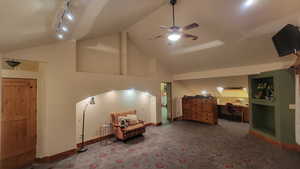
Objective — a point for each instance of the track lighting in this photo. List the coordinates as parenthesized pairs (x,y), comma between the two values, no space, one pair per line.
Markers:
(64,16)
(60,36)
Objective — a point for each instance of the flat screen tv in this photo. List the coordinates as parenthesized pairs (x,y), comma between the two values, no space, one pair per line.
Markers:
(287,40)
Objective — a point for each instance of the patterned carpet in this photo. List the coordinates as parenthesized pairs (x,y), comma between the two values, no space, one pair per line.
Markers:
(185,145)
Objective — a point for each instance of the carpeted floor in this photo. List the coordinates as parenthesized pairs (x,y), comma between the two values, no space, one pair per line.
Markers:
(185,145)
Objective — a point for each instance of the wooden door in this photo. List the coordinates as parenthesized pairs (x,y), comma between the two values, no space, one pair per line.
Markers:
(18,124)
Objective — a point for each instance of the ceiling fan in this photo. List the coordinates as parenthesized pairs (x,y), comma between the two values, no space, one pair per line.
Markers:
(175,32)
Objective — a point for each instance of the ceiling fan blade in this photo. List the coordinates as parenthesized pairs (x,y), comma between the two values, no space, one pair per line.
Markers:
(191,26)
(156,37)
(164,27)
(193,37)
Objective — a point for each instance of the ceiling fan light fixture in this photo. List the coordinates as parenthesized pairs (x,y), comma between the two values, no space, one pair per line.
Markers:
(174,36)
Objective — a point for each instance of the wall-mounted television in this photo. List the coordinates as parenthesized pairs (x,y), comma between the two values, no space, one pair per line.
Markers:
(287,40)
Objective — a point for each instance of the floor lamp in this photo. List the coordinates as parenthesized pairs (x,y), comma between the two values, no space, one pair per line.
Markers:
(82,148)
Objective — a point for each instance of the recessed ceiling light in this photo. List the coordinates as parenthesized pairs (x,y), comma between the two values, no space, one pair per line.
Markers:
(64,28)
(70,16)
(60,36)
(174,36)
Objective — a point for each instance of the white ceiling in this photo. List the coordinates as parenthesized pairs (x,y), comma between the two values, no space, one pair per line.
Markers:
(26,23)
(245,31)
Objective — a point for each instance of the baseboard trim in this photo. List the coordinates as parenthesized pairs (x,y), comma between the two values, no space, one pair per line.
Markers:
(153,124)
(56,157)
(93,141)
(293,147)
(178,118)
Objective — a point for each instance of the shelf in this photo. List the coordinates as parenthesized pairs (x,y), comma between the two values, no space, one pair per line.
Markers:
(266,132)
(263,102)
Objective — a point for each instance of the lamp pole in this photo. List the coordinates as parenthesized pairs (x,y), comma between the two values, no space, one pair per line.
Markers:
(82,149)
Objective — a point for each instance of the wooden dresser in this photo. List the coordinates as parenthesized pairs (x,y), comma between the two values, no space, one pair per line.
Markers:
(198,108)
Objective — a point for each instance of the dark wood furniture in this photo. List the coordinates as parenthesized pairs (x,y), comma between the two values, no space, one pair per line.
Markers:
(198,108)
(18,123)
(127,132)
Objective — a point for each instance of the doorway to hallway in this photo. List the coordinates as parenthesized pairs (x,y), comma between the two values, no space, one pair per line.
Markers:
(166,102)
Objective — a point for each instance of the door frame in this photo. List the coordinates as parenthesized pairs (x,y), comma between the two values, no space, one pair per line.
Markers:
(169,100)
(35,111)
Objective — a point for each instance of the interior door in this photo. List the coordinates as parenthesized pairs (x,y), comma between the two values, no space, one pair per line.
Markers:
(18,123)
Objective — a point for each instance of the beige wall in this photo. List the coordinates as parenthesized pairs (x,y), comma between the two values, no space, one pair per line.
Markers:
(99,55)
(138,63)
(112,101)
(63,87)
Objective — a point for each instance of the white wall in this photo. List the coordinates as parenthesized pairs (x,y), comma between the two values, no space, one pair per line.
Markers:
(194,87)
(297,109)
(99,55)
(112,101)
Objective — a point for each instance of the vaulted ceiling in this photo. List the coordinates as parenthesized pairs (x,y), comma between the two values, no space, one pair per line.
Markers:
(231,33)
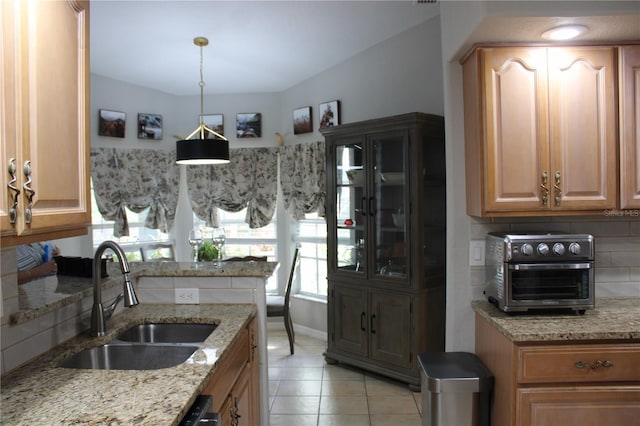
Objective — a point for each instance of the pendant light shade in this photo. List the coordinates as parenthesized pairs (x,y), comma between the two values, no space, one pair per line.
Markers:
(202,150)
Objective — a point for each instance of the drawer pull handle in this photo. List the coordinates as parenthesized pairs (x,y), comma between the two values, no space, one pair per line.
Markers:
(597,364)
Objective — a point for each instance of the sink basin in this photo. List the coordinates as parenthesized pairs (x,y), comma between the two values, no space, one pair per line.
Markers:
(130,357)
(167,333)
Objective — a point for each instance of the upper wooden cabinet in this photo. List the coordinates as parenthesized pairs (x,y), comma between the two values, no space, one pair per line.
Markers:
(45,124)
(540,130)
(630,127)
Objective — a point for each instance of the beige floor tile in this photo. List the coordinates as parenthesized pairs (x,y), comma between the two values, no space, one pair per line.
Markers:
(392,405)
(396,420)
(295,405)
(338,372)
(381,387)
(305,361)
(343,387)
(299,388)
(293,420)
(344,420)
(343,405)
(275,373)
(301,373)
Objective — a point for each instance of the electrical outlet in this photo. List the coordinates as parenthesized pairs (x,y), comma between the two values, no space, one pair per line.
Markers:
(476,253)
(187,296)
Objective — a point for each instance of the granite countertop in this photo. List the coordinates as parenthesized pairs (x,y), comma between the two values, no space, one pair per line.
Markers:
(39,297)
(614,318)
(41,393)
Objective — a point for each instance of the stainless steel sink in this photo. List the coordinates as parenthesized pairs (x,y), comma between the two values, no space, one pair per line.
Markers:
(130,357)
(167,333)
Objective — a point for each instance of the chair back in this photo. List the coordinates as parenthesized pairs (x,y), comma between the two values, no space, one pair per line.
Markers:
(292,274)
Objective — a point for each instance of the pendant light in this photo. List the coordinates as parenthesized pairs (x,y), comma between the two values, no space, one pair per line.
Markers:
(202,150)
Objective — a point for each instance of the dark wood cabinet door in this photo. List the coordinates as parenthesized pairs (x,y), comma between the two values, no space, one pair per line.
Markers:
(390,319)
(350,320)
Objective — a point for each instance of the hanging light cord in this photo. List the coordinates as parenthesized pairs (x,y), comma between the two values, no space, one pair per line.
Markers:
(202,129)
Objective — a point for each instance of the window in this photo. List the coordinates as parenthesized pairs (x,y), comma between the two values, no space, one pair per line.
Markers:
(243,241)
(311,237)
(139,235)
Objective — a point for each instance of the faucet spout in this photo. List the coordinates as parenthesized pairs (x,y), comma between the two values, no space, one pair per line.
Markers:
(100,314)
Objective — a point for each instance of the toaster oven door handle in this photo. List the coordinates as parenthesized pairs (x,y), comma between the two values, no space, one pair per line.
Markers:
(543,266)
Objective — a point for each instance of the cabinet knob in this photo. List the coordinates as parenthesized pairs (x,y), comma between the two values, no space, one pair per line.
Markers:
(29,192)
(13,210)
(545,188)
(556,187)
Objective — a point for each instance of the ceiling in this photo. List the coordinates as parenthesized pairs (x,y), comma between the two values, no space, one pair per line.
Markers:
(254,46)
(269,46)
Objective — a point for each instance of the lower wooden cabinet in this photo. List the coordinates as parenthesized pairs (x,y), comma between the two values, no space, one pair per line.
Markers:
(560,383)
(235,384)
(578,405)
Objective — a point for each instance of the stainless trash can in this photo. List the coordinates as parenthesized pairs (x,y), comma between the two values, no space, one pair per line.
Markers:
(456,389)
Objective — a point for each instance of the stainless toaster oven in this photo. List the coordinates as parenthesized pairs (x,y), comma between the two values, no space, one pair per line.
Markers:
(540,271)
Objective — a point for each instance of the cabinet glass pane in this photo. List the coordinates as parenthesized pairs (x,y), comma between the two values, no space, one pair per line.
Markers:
(350,223)
(390,201)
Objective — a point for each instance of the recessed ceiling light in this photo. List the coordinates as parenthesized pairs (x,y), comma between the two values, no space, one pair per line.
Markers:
(564,32)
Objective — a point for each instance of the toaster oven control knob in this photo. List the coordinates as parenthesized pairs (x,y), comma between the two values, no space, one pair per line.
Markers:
(574,248)
(543,249)
(558,249)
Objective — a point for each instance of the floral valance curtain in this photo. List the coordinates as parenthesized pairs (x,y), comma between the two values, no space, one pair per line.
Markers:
(302,178)
(135,179)
(248,180)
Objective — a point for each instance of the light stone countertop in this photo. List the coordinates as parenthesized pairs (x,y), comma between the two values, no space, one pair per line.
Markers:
(45,295)
(614,318)
(42,393)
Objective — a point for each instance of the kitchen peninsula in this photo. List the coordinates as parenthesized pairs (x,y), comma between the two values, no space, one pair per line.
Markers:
(42,393)
(156,283)
(559,368)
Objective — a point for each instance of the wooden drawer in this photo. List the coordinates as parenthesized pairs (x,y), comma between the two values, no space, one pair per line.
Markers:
(579,363)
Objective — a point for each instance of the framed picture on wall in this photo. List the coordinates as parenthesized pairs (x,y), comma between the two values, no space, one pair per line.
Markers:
(249,125)
(215,122)
(149,126)
(111,123)
(302,121)
(329,114)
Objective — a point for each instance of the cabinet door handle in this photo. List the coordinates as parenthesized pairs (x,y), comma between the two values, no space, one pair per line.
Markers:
(545,188)
(597,364)
(13,210)
(556,187)
(29,192)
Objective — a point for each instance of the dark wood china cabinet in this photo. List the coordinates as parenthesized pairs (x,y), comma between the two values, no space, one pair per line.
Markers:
(386,221)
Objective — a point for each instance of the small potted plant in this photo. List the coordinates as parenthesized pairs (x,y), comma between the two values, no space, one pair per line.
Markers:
(207,251)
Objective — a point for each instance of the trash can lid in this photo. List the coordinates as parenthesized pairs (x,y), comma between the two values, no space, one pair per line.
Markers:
(455,372)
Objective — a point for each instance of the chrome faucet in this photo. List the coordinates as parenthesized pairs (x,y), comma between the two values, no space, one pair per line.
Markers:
(100,314)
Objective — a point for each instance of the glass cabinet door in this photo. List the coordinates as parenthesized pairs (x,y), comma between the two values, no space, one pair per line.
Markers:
(350,208)
(389,229)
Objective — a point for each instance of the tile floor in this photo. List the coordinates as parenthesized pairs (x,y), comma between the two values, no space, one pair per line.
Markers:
(305,391)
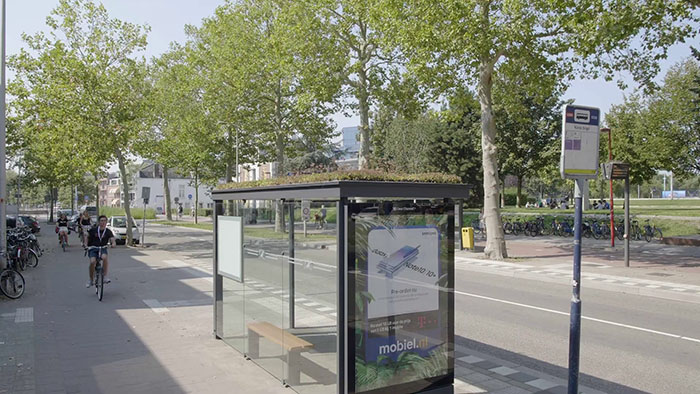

* [STATED TASK] Return every line of the entries above that contains the word "white", copying each line in full.

* [WRITTEN SOLUTION]
Objective — a point for each instance of the white ceiling in this photo. List the coordinates as parenthesized pairs (x,y), comma between the two values, no space, one pair per line.
Objective — a point for each instance of the white wall in this photo. List the coordinates as parenthesized pairs (x,y), comma between the two values, no space, one pair per line.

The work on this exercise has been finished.